Document text |
....
Tresnak, a writer of the Respekt article, insisted that Kundera's alleged misdeed, if true, was bereft of moral ambivalence because he informed on someone during the 1950s, a period of Stalinist repression when the communists had imprisoned tens of thousands of opponents without trial, confiscated private property and stifled free speech.
Yet Tresnak, 32, whose father is a well-known dissident, said the editors at Respekt had engaged in a pained debate about whether to publish the cover story. In the end, he said, the magazine decided to proceed to show the heroism of Dvoracek, who risked his life to fight communism, and to exonerate Militka, haunted by the guilt that she was responsible for the persecution of her childhood friend.
"This story is not just about Kundera, it is about the history of the Czech Republic," Tresnak said. "People in this country are overwhelmed and disgusted by the number of people who collaborated with the regime - and this is a very concrete example of what happened."
He added that he had been shocked by Kundera's vociferous response. "I have no serious doubts about Kundera's guilt. But his reaction was so strong and I have asked myself, 'Did we finger an innocent man?"' he said.
"There is a little possibility he is not guilty - though I would not put my life on it - but his attitude of hiding and denial risks stifling a debate that this country needs to have."
Ivo Pondelicek, a leading sexologist and friend of Kundera for 50 years, said the Kundera he knows could not have denounced someone. He said that in the 1950s, Kundera was an ideological communist, but not a fanatic. The article, he said, reflected resentment of Kundera's charisma and success.
"Milan was always introspective - he was not a fanatical communist - and I completely exclude that he could have denounced someone in this way. It just does not match his pattern of behavior. People are projecting his work onto him, but I never found him to be someone consumed by guilt or remorse."
Some weeks ago, Pondelicek said, Kundera left a message on his answering machine, saying "They are pigs."
At the time, he thought Kundera was referring to critical reviews of one of his plays being staged in Prague. In retrospect, he believes Kundera may have realized that his well-guarded anonymity was about to disappear.
So, what's the point of this thread. It's a fact that many people in ex-communist countries cooperated with secret state police. Some willingly, some were forced, some didn't even know. It was a reality of life in communism that the more important position you had, the more likely it was that you would be picked by the secret police to report on your colleagues, subordinates, friends etc. If you refused... well, you could forget about your career. And there were plenty of those who chose to destroy the lives of others rather than to give up on their own dreams. There were hundreds of thousands of these people.
The question is: what should we do with them now? We estabilished institutes which are searching the StB (State Security - the Communist secret police in Czechoslovakia) files for agents and from time to time they find someone famous. Officials in the police and military have to get a security clearance proving they were not communist agents (this is very complicated since the commies destroyed a lot of these files in 1989 when they realized they were about to be ousted). Others do not, so there are still thousands of agents walking among us. The Ministry of Interior launched an internet database of former agents, so you can go through it and look for the names of the people you know.
....
Listed records |
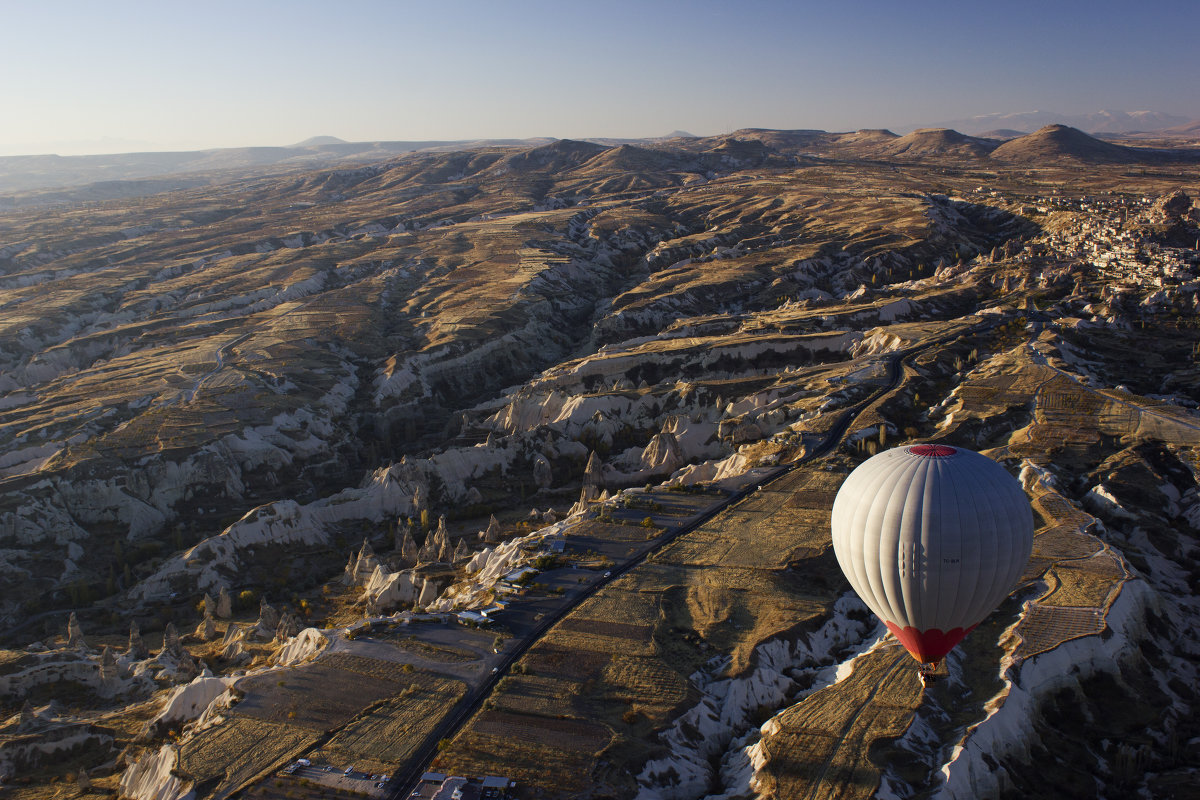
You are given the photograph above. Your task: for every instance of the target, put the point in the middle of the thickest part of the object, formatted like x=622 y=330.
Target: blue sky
x=173 y=74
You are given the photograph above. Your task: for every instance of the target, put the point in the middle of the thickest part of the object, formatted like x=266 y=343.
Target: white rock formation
x=187 y=703
x=303 y=647
x=153 y=779
x=663 y=453
x=543 y=473
x=75 y=635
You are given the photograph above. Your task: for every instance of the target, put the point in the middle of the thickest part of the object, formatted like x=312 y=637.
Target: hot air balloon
x=933 y=539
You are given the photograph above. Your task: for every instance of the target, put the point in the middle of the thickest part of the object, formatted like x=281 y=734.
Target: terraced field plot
x=240 y=751
x=391 y=732
x=822 y=746
x=319 y=696
x=1044 y=627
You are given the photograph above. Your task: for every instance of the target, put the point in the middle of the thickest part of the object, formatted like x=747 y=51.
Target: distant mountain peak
x=317 y=140
x=1103 y=121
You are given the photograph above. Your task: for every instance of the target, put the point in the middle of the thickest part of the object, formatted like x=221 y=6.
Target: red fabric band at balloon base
x=928 y=645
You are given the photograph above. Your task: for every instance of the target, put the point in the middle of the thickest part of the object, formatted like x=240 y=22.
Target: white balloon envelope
x=933 y=539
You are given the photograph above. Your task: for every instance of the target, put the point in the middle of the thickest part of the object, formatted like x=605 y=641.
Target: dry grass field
....
Problems to solve |
1 - Decide whether each statement agrees with the text about Kundera, answering yes or no and quoting the words of the text that settle it: (a) Tresnak's father is a well-known dissident; (b) Pondelicek has been Kundera's friend for 30 years; (c) the Ministry of Interior launched an internet database of former agents.
2 - Rewrite the passage of the text about Kundera starting with "At the time, he" and going on through "about to disappear.", replacing "Prague" with "Brno".
The listing is separate material and has nothing to do with the text about Kundera.

Responses to the exercise |
1 -
(a) Yes: "whose father is a well-known dissident"
(b) No: "friend of Kundera for 50 years"
(c) Yes: "The Ministry of Interior launched an internet database of former agents"

2 -
At the time, he thought Kundera was referring to critical reviews of one of his plays being staged in Brno. In retrospect, he believes Kundera may have realized that his well-guarded anonymity was about to disappear.